Items listed in a dataset
════════════════

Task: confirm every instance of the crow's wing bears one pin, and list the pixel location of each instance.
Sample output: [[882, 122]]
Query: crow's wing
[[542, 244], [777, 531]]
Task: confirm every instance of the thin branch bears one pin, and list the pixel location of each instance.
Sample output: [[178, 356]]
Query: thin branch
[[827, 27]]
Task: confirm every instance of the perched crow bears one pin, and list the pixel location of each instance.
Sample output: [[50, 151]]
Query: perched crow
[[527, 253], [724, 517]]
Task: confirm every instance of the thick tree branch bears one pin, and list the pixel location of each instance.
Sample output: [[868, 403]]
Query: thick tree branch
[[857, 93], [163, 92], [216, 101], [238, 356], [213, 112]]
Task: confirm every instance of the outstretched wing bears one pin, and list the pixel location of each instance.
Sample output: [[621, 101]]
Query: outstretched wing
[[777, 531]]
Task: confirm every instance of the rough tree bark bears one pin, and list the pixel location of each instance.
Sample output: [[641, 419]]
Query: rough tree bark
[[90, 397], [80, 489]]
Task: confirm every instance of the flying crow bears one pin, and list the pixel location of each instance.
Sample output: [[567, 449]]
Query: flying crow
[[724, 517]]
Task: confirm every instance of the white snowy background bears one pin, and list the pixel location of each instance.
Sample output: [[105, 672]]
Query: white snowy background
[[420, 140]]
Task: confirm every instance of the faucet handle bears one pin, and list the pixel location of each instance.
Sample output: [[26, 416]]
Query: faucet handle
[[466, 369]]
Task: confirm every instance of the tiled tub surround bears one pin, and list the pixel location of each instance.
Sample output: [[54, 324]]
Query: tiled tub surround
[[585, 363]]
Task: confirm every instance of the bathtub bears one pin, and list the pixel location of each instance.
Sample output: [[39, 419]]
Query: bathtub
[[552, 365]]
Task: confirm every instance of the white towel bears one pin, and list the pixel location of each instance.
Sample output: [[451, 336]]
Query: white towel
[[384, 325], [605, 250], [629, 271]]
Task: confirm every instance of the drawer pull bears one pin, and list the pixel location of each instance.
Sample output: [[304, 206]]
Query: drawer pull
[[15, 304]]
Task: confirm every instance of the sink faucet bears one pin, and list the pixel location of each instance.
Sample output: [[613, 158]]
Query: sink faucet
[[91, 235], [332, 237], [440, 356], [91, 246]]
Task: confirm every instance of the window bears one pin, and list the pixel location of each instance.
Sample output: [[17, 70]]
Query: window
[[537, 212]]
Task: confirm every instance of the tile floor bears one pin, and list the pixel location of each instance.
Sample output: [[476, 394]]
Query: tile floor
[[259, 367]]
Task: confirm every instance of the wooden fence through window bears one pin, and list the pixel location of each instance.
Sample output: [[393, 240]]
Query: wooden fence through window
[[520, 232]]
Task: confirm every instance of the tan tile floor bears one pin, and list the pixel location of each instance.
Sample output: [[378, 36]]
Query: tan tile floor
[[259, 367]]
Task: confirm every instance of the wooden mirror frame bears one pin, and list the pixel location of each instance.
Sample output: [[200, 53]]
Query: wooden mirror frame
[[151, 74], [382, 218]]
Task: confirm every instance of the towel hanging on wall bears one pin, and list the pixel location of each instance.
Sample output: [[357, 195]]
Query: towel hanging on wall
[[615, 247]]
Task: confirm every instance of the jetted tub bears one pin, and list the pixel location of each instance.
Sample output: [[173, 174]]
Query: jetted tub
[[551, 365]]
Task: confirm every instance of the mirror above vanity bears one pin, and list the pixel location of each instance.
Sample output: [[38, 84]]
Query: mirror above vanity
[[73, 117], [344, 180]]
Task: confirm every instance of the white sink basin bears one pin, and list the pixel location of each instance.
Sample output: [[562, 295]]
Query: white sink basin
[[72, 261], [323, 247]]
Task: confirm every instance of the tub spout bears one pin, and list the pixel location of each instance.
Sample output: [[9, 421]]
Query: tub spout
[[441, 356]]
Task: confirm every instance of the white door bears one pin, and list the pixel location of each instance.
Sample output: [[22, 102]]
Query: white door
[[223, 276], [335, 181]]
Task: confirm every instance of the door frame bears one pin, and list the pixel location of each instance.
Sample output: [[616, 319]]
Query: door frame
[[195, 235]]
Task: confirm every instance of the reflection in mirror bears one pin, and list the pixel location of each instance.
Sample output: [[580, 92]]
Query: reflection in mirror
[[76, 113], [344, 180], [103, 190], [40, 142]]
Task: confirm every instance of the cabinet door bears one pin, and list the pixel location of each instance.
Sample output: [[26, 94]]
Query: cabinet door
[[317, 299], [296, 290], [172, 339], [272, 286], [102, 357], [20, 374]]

════════════════

How to complete this task: Produce an exact copy of each line from the one holding "Task: confirm every instance of the door" through the last line of the records, both included, and nothing more.

Answer for the task:
Task: confirm every instance of the door frame bears one pin, and list the pixel location of each instance.
Sample output: [[616, 319]]
Query: door frame
[[195, 235]]
Task: confirm every instance of the reflection in mirror bears one pin, and list the pixel location of each instance.
Sample output: [[580, 92]]
Query: reflection in mirror
[[76, 113], [344, 180], [103, 190], [40, 142]]
Task: confirm every instance of the cabinet door bears one pin, and list the pixel location of each instance.
Sample output: [[26, 94]]
Query: cabinet door
[[317, 299], [296, 290], [172, 339], [272, 286], [102, 357], [20, 374]]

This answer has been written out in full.